BRIEF:
Convert the stretch of the data from the line containing "each dry grass clump" through the line containing "[0,144,468,353]", both included, into a Markdown table with the columns Row and Line, where Row is a running number. Leave out any blank lines.

RECORD LIST:
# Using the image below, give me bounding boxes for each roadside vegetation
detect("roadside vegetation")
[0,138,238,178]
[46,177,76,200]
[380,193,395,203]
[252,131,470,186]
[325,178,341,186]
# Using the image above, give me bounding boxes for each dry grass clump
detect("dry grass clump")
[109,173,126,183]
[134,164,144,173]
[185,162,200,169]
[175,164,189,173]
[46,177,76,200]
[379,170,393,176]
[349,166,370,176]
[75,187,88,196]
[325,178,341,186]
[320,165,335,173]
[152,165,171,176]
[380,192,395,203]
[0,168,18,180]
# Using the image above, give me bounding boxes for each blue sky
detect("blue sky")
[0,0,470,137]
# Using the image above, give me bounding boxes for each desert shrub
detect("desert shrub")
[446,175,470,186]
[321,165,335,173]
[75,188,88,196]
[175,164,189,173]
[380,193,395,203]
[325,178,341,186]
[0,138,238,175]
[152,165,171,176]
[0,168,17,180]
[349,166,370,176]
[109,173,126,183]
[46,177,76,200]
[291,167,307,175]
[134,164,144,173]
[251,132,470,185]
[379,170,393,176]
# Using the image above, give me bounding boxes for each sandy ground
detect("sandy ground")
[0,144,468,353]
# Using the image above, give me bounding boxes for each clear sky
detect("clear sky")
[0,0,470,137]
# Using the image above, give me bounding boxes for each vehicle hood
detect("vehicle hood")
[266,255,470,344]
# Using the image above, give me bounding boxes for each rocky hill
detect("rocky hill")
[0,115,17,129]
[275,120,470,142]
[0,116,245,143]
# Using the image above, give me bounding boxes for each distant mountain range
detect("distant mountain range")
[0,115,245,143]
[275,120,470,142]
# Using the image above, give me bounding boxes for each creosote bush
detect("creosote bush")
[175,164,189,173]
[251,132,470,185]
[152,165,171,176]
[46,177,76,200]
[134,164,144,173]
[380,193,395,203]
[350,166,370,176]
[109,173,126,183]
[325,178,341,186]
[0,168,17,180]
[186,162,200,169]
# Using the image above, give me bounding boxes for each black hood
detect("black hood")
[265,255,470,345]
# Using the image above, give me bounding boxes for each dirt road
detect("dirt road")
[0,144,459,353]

SOLUTION TO THE PROBLEM:
| Row | Line |
|---|---|
| 1 | # Using the image above, give me bounding boxes for each dry grass clump |
| 2 | detect("dry grass clump") |
| 3 | [109,173,126,183] |
| 4 | [134,164,144,173] |
| 5 | [185,162,200,169] |
| 6 | [175,164,189,173] |
| 7 | [46,177,76,200] |
| 8 | [379,170,393,176] |
| 9 | [349,166,370,176] |
| 10 | [75,187,88,196] |
| 11 | [325,178,341,186] |
| 12 | [320,165,335,173] |
| 13 | [152,165,171,176] |
| 14 | [380,192,395,203] |
| 15 | [0,168,18,180] |
| 16 | # Using the image above, give me bounding boxes for each blue sky |
| 17 | detect("blue sky") |
| 18 | [0,0,470,137] |
| 19 | # Using the image above, give me bounding boxes for each desert shrub |
| 20 | detect("desert shrub") |
| 21 | [446,175,470,186] |
| 22 | [321,165,335,173] |
| 23 | [75,188,88,196] |
| 24 | [175,164,189,173] |
| 25 | [380,193,395,203] |
| 26 | [325,178,341,186] |
| 27 | [0,138,238,175] |
| 28 | [152,165,171,176] |
| 29 | [0,168,17,180] |
| 30 | [349,166,370,176] |
| 31 | [109,173,126,183] |
| 32 | [46,177,76,200] |
| 33 | [291,167,307,175] |
| 34 | [134,164,144,173] |
| 35 | [251,132,470,185] |
| 36 | [379,170,393,176] |
| 37 | # Using the image above, give me bounding boxes for each sandy ground |
| 38 | detect("sandy ground") |
| 39 | [0,144,468,353] |